**TASK GOAL**
Substitute "image" for every occurrence of "photograph" in the records below and reproduce all of their lines otherwise unchanged, omitting the pictures.
## START PROVIDED MATERIAL
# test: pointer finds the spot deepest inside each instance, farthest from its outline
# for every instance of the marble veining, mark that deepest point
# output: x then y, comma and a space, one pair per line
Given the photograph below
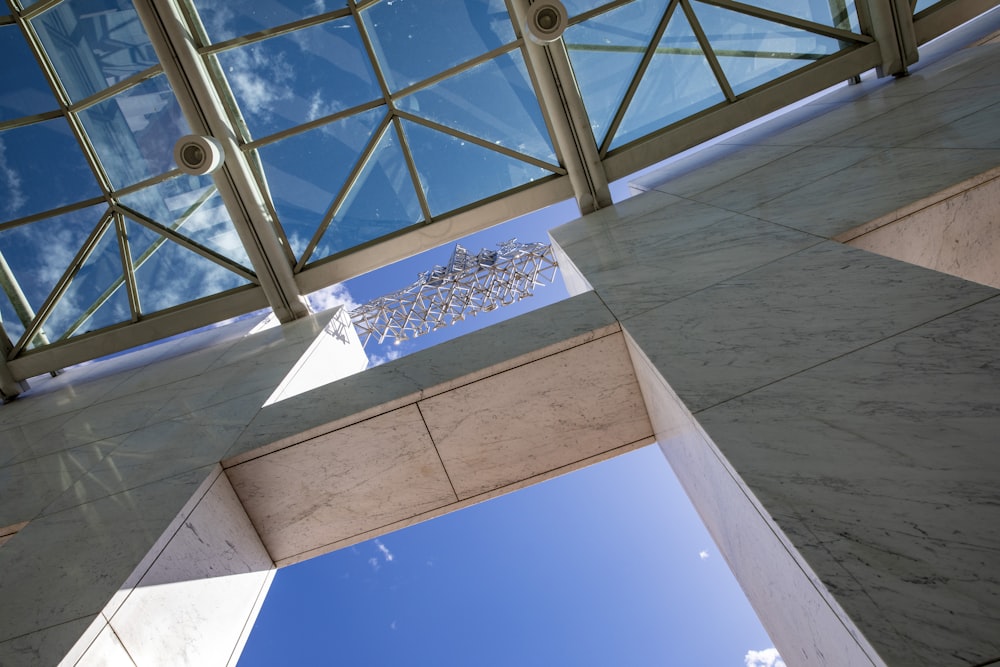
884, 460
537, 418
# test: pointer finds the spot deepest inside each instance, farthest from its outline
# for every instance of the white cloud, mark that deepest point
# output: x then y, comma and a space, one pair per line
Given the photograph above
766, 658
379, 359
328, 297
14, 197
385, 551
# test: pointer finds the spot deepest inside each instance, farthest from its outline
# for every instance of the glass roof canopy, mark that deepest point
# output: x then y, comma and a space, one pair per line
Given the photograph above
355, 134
## END PROVIDED MATERIAL
**TASK SOLUTION**
# test: pointer finds the spot deepest inside each instance, farthest from its outline
# for every instance of the marble veining, mark that deepest point
# output: x then y, comma and a space, one pair per line
Given the image below
884, 460
537, 418
# test: pointer finds the spot deepest inside each instance, farthest from its outline
# for every instance of the white cloud, mark that deepest point
# output: x then y, comma and a space, one pair per line
Given the image above
766, 658
379, 359
328, 297
14, 197
385, 551
# test: pointer finds the spot deepest inside each instance, farthest from its outline
# for every instance of the glass roof canopy, mark that deepest point
# output: x then y, comma and a space, one pair per line
Given the image above
355, 134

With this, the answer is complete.